_TRY IT_
Write the next part of the following student account of the Medical School building, beginning after its last paragraph on the mock wards.

*** Opening EXTRACT PROVIDED ***

One of the main benefits of being in the first cohort of medical students at ARU is the brand-new Medical School that houses all the facilities we could possibly want to become successful, well rounded doctors. It's where I spend most of my time and every day, I feel lucky to be learning in such modern and welcoming environment.
On the ground floor we have the foyer, lecture theatre and dissection lab.
You enter the Medical School via the foyer where there is a reception desk, tables and chairs and booths for more privacy. This is a versatile area with uses ranging from eating lunch, to chatting and socialising and even bake sales. This space has been useful when we’ve held student-led events like ‘Women in Surgery’ where we used the area to serve pizza and chat to the surgeons in a more casual environment.
The lecture theatre
A Harvard lecture theatre with 100 seats and plugs within reach from every seat (which is super handy when you’ve forgotten to charge your laptop the night before!). Again, this space isn’t just used for lectures but has also been used for academic talks outside of university hours and even movie nights!
This is where our osteology and cadaveric dissection sessions take place. This is where the bodies donated by deceased individuals are dissected in order for us to further our understanding of anatomy. Unfortunately, because of this I couldn’t take any pictures from this area. However, here is a video which shows the anatomy suite before the cadavers had arrived.
On the first floor we have learning/social space, the mock hospital ward, the GP rooms and the 5 in 1 room.
This is where I’ll normally come if I have a little bit of free time and want to get some work done. There is also a small room that I’ve used in the past for group work or when I’ve asked another student to help explain a topic to me.
The mock wards
Easily my favourite and the most exciting part of the Medical School! As year 2 we’ve used these rooms for clinical skills but haven’t utilised the models as much as we will in the coming years. The models can talk, sweat and even give birth so they will be useful assets in furthering our clinical knowledge as we progress through Medical School. The ward is also an invaluable facility as it allows us to become acclimatised to this environment early on. Additionally, the wards are equipped with cameras and microphones so we can watch how we performed during clinical tasks and reflect.

*** Closing EXTRACT PROVIDED ***
*** Opening SOURCE INFORMATION ***

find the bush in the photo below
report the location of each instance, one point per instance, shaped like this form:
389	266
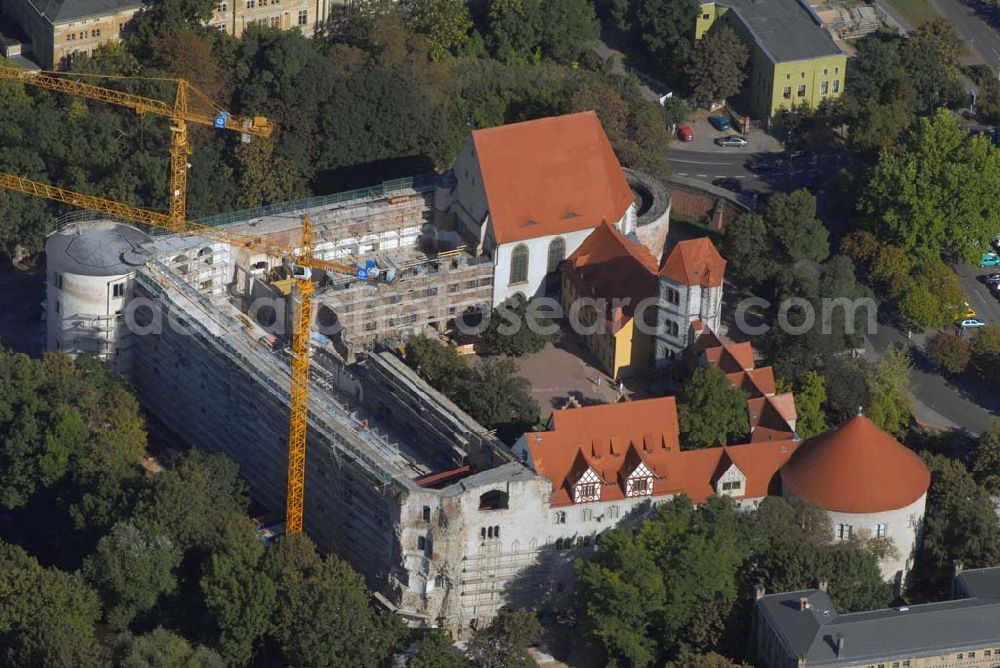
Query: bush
950	352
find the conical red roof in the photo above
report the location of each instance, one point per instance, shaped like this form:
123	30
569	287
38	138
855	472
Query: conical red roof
857	468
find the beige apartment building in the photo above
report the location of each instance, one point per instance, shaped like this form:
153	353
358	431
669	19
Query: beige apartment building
56	29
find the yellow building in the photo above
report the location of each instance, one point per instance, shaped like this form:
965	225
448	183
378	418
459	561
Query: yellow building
607	284
57	29
793	60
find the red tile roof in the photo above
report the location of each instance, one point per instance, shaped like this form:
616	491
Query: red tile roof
608	265
550	176
695	262
857	468
612	439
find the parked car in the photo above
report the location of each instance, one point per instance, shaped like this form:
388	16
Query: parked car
964	313
730	184
719	123
732	141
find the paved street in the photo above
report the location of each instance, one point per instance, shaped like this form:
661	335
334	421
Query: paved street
981	38
965	402
986	304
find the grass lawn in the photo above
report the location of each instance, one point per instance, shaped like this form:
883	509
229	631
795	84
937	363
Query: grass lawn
915	11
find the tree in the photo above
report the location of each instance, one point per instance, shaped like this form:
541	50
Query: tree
985	351
48	616
959	523
344	629
932	294
745	246
499	398
191	500
515	328
504	643
523	31
933	194
986	459
711	410
446	23
887	381
647	586
809	400
688	658
950	351
239	596
437	650
666	29
162	649
846	388
792	223
717	67
132	569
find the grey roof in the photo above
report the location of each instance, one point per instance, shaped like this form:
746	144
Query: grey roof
60	11
96	248
930	628
786	30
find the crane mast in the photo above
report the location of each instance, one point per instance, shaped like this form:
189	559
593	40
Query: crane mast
180	113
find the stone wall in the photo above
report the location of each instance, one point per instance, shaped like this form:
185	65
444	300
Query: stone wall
689	201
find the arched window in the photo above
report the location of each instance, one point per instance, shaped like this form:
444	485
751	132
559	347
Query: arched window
557	253
519	265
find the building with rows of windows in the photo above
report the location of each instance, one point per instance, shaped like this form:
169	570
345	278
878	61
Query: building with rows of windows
803	628
57	29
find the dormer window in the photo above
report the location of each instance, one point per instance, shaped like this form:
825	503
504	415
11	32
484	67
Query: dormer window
587	488
639	482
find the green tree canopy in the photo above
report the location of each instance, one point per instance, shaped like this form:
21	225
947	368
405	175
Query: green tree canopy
810	397
935	194
986	459
132	568
887	380
711	411
191	500
48	616
504	643
343	629
162	649
959	523
437	650
717	67
517	328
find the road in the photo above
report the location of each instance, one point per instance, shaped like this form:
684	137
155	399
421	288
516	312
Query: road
731	164
965	402
974	28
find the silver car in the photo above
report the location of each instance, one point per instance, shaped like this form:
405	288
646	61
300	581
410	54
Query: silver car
732	141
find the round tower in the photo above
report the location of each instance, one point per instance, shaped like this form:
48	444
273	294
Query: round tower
868	483
89	270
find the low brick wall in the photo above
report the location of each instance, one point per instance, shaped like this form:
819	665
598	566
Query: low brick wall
689	201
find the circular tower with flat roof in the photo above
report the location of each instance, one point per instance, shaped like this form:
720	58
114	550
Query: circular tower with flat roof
89	270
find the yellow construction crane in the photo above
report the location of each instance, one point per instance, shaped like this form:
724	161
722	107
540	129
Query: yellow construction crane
302	261
190	106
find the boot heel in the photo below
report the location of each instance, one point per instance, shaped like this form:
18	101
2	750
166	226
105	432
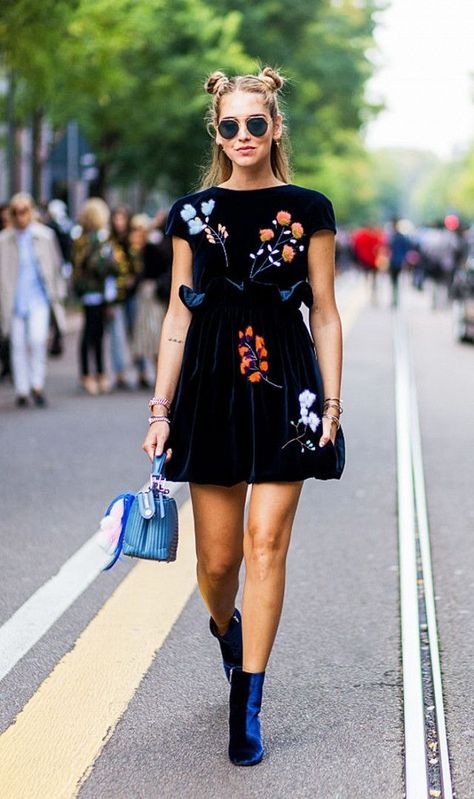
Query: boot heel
245	743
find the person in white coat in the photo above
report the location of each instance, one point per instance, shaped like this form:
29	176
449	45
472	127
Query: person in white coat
30	284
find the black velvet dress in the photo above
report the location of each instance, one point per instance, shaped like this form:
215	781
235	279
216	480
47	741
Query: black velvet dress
248	403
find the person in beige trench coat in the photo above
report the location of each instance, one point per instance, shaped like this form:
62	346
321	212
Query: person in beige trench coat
30	285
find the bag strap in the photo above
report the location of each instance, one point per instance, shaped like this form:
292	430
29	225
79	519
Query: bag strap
158	467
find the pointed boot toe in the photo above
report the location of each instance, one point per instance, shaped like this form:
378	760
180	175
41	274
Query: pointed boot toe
230	643
245	741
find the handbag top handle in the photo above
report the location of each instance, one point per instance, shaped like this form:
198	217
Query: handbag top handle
158	467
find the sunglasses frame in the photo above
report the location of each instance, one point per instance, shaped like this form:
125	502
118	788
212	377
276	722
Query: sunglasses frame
247	121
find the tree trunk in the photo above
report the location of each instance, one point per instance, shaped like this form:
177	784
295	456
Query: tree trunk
37	156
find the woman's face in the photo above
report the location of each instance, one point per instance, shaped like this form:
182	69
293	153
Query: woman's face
245	149
120	221
138	236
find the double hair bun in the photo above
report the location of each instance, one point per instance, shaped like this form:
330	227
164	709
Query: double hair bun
218	80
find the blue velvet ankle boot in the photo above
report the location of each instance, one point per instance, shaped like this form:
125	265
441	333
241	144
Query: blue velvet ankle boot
245	744
230	643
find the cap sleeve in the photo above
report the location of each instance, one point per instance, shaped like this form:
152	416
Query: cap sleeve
176	225
321	215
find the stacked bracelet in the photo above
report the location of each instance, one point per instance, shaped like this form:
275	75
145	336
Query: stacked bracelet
334	419
159	401
333	402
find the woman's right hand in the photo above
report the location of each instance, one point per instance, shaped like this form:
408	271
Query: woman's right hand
155	440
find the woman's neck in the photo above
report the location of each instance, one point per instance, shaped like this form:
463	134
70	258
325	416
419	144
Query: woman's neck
246	178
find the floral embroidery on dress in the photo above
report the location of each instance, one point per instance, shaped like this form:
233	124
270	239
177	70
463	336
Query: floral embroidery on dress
307	419
197	225
254	357
279	244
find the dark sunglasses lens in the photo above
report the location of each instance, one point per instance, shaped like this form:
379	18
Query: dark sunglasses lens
257	126
228	128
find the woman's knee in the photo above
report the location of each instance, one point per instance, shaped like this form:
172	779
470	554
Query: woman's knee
218	569
265	548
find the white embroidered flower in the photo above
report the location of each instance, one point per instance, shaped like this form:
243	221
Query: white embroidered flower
187	212
313	421
208	207
306	399
195	226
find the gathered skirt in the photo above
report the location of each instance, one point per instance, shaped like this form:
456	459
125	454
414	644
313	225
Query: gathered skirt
249	399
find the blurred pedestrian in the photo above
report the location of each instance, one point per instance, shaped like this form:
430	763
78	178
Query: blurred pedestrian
94	267
5	218
152	266
398	247
57	219
368	245
30	282
249	401
5	370
121	310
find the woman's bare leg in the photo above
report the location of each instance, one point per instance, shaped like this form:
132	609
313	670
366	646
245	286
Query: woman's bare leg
271	514
219	525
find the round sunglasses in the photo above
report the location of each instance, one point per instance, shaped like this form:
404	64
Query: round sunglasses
256	126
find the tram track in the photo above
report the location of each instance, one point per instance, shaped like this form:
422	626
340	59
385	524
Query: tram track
426	750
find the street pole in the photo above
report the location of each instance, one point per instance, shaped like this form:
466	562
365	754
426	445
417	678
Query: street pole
11	134
72	166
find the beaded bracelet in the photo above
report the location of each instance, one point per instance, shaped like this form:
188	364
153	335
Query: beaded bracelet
334	419
159	401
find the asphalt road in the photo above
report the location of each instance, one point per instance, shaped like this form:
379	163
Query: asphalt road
332	715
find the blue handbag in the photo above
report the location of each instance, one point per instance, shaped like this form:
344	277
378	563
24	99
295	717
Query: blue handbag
147	522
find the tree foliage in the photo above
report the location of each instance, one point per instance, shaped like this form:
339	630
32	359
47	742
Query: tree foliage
131	73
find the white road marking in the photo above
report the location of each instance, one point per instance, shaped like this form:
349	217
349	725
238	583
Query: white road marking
413	516
35	617
38	614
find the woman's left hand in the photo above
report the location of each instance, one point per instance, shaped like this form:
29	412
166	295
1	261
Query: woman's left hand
329	431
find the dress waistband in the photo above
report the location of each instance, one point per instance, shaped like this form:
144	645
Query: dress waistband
222	291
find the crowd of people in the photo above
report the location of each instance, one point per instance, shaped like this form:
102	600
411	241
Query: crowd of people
437	252
114	265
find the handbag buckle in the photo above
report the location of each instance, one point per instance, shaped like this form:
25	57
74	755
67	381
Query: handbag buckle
146	503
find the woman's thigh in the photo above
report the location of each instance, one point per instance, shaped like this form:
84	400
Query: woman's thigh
219	522
272	511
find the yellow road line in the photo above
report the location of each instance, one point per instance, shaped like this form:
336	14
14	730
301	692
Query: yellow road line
49	751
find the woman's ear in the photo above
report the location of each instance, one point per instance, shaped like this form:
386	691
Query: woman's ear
277	127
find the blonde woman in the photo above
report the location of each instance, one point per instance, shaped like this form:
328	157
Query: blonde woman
93	269
248	401
149	266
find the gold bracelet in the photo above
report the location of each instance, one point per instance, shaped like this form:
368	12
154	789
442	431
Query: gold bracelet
334	419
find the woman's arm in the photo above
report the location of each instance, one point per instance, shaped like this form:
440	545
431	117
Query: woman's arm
170	356
325	322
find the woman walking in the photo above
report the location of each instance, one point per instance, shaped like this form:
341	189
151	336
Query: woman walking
150	267
248	401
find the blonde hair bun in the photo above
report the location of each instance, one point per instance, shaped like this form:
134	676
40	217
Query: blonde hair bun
215	82
272	78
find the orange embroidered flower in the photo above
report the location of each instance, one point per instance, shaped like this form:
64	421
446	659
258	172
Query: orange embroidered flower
297	230
283	218
253	357
288	253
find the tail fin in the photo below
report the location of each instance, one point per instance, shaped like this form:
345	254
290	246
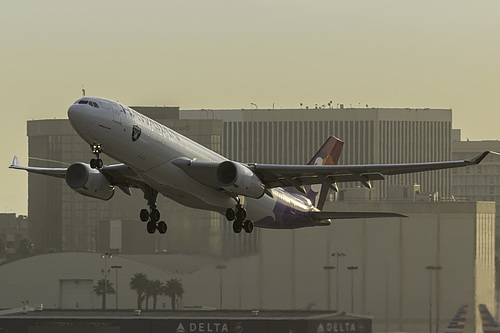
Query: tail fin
457	324
328	154
489	324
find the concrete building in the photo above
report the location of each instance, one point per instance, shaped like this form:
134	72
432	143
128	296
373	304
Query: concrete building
13	236
65	221
371	135
391	282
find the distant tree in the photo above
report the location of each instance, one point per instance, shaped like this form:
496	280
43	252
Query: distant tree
173	289
99	290
3	248
139	283
27	247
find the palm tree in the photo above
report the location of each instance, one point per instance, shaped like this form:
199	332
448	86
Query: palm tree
173	289
156	288
99	289
139	283
3	247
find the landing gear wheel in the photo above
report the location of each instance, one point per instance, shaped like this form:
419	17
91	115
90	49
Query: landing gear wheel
155	215
162	227
241	214
248	226
144	215
237	226
151	227
230	214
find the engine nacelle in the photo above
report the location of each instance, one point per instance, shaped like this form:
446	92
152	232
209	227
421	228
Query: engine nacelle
89	182
237	178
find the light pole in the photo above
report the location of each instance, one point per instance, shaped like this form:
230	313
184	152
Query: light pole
220	268
352	269
328	269
105	272
337	255
430	269
116	283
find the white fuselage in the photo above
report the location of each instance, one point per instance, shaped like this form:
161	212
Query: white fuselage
150	155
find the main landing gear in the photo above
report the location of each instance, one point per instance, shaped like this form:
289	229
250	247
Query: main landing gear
239	216
96	163
153	215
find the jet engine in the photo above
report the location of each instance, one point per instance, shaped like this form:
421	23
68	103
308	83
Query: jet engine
237	178
89	182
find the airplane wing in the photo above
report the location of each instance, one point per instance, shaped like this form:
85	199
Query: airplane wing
275	175
119	175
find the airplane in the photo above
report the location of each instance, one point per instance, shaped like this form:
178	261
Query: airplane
457	324
156	159
489	324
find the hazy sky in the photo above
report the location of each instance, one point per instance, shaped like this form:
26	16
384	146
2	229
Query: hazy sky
230	53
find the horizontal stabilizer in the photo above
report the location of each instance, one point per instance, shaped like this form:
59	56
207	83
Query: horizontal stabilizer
353	215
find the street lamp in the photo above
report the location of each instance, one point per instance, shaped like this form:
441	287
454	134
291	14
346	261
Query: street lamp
430	269
220	268
338	255
116	283
352	269
328	269
105	272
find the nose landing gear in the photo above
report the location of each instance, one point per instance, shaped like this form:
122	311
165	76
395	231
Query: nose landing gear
96	163
239	216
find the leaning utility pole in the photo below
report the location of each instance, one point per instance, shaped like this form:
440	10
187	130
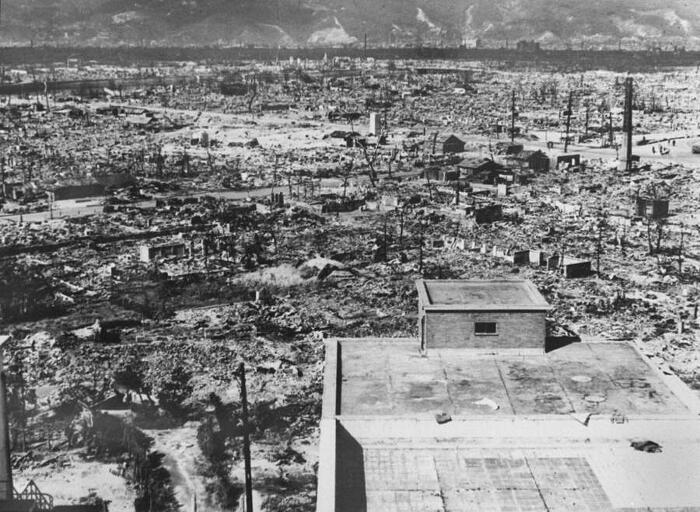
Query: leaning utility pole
568	121
246	442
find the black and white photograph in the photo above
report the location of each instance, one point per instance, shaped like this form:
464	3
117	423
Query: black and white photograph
349	255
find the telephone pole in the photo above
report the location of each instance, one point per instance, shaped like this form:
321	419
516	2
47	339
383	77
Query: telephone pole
512	118
6	487
568	121
627	125
246	441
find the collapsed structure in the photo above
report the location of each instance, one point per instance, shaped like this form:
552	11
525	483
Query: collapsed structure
501	426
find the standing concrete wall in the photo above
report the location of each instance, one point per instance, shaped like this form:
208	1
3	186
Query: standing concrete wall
455	329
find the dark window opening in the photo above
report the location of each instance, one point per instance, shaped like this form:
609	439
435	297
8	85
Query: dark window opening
485	328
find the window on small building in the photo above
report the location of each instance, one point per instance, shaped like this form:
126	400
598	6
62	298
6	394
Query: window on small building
485	328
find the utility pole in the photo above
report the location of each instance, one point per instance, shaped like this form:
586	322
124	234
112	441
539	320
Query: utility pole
246	442
627	126
512	118
568	121
6	488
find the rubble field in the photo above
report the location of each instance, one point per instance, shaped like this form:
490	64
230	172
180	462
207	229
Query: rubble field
153	239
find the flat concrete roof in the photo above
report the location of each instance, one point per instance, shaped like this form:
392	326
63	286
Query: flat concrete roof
528	431
480	295
393	378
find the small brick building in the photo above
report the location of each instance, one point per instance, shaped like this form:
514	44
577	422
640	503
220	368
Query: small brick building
481	314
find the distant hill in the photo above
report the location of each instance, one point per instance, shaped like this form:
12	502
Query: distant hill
552	23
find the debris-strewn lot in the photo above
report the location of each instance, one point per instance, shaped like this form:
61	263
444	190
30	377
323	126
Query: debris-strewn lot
152	240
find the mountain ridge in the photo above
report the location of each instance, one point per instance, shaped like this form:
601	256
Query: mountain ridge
552	23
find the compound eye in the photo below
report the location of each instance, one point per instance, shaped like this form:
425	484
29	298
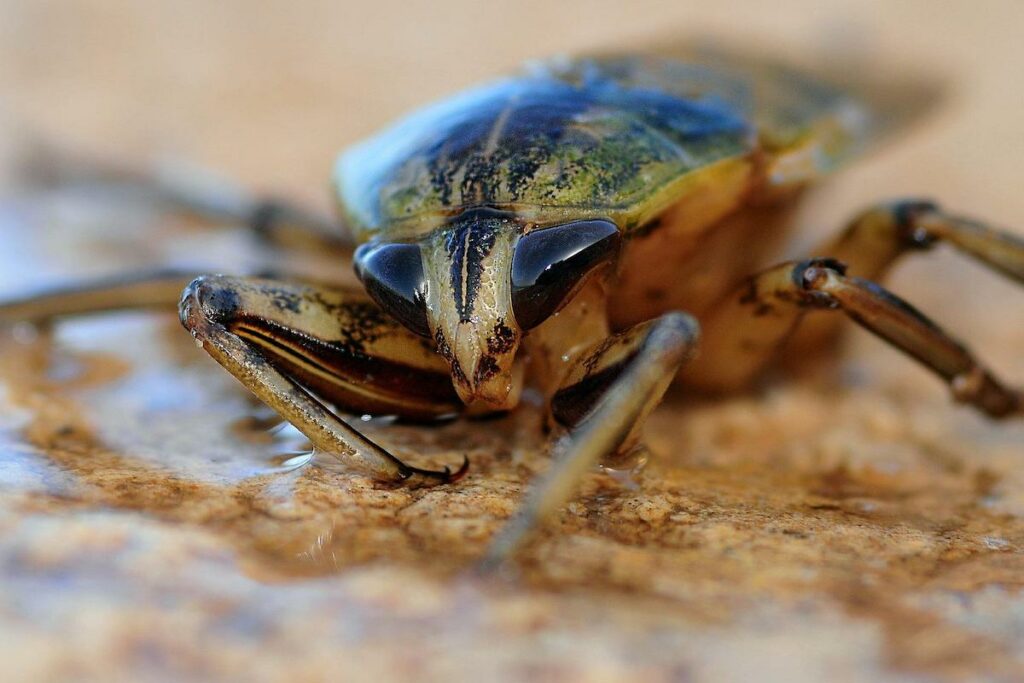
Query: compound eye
392	275
552	263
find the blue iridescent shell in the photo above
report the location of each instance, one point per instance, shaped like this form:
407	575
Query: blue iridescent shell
585	137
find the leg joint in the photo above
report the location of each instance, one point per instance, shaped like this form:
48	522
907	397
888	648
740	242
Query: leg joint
209	299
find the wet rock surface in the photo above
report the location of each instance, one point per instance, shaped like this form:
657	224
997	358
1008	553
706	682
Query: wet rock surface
849	524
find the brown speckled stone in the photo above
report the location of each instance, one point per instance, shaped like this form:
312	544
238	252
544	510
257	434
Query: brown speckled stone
850	525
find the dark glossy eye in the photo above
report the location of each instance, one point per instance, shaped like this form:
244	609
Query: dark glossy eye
392	274
551	263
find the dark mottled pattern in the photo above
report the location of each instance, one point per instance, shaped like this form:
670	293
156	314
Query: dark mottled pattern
539	139
571	403
502	340
468	244
587	133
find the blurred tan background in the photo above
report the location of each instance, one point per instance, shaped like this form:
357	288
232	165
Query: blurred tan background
268	92
859	527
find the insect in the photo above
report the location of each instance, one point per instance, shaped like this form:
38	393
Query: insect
576	228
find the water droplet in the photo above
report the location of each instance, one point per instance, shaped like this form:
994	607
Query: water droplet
626	469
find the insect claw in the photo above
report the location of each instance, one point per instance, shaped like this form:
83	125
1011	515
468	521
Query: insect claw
421	477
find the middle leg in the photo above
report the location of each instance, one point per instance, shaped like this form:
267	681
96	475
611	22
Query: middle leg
602	401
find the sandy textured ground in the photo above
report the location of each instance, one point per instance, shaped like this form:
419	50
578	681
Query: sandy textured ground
852	525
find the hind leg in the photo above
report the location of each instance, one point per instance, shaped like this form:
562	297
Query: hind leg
743	333
877	239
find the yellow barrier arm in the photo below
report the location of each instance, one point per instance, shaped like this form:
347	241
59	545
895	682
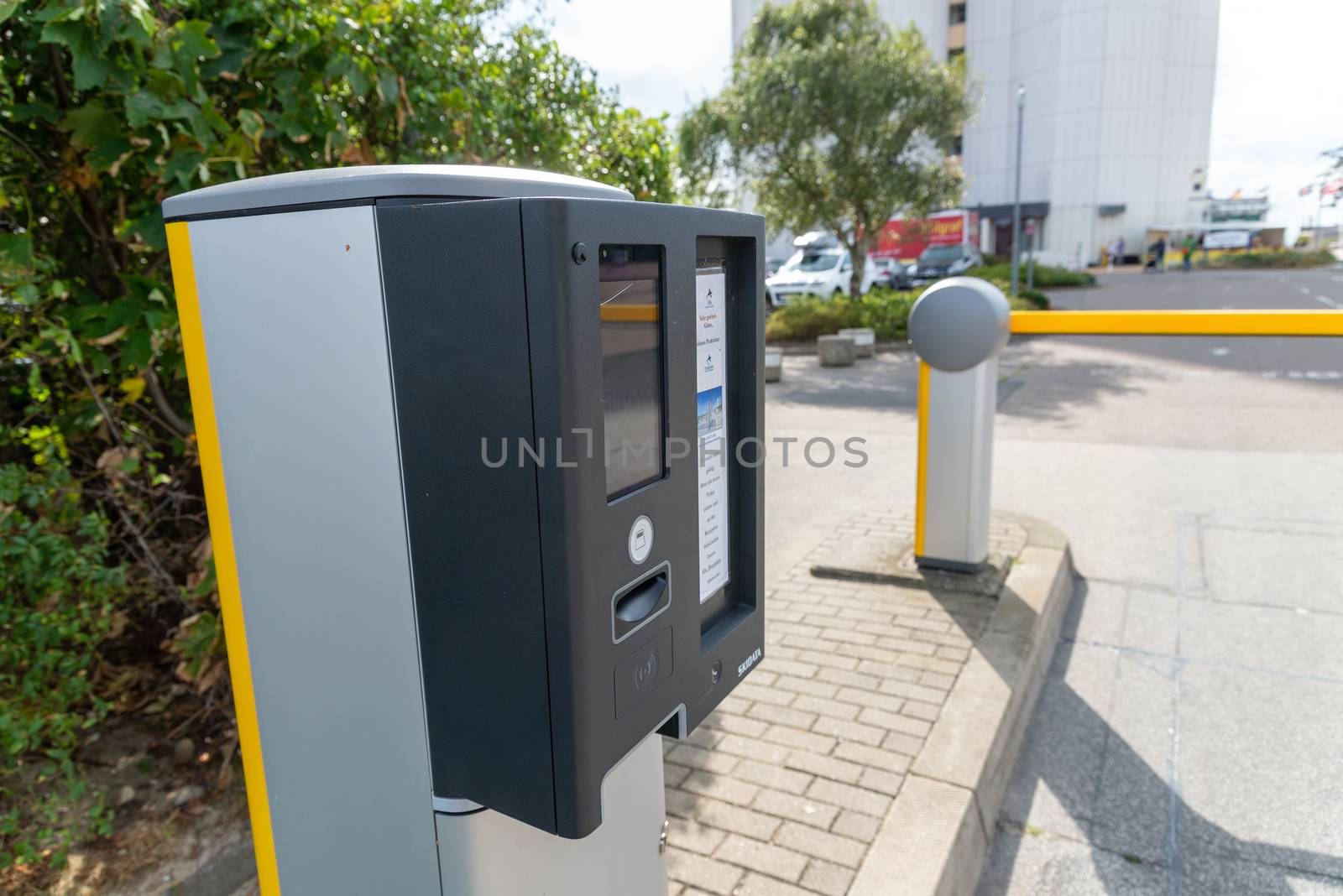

*** Closing SOURCE INFORMATION ***

_REPLY TO THE EXERCISE_
The GP suites
Complete with a reception desk and waiting room reading materials, this area of the medical school is set up exactly like a General Practice. Each room has everything you’d expect in a GP’s room as well as cameras and microphones (like the mock wards).
Before our OSCE exams last year, we used these rooms to perfect our clinical skills and I’m sure in the coming years when our course becomes more placement heavy, they’ll be even more beneficial.
5 in 1 room
Finally, on the first floor we have the 5 in 1 room. This (as the name suggests) is 5 rooms that can also be made into 1 massive room by pushing away the dividers. This is where most of our communication and clinical skills workshops are held. However, only last week we used it one evening for a popular student quiz night with a turn out of well over 100!
On the second floor are a set of smaller rooms that can be used for tutor meetings, study or OSCE practice, a conference room and the offices of the med school staff.
I feel very privileged to spend most of my time in such an exceptional purpose-built space that is the hub of our life as Medical Students at ARU. As well as just being a really nice building, you always know there will be a familiar face hanging about if you’re ever in need of any academic help or just a chat and pick-me up.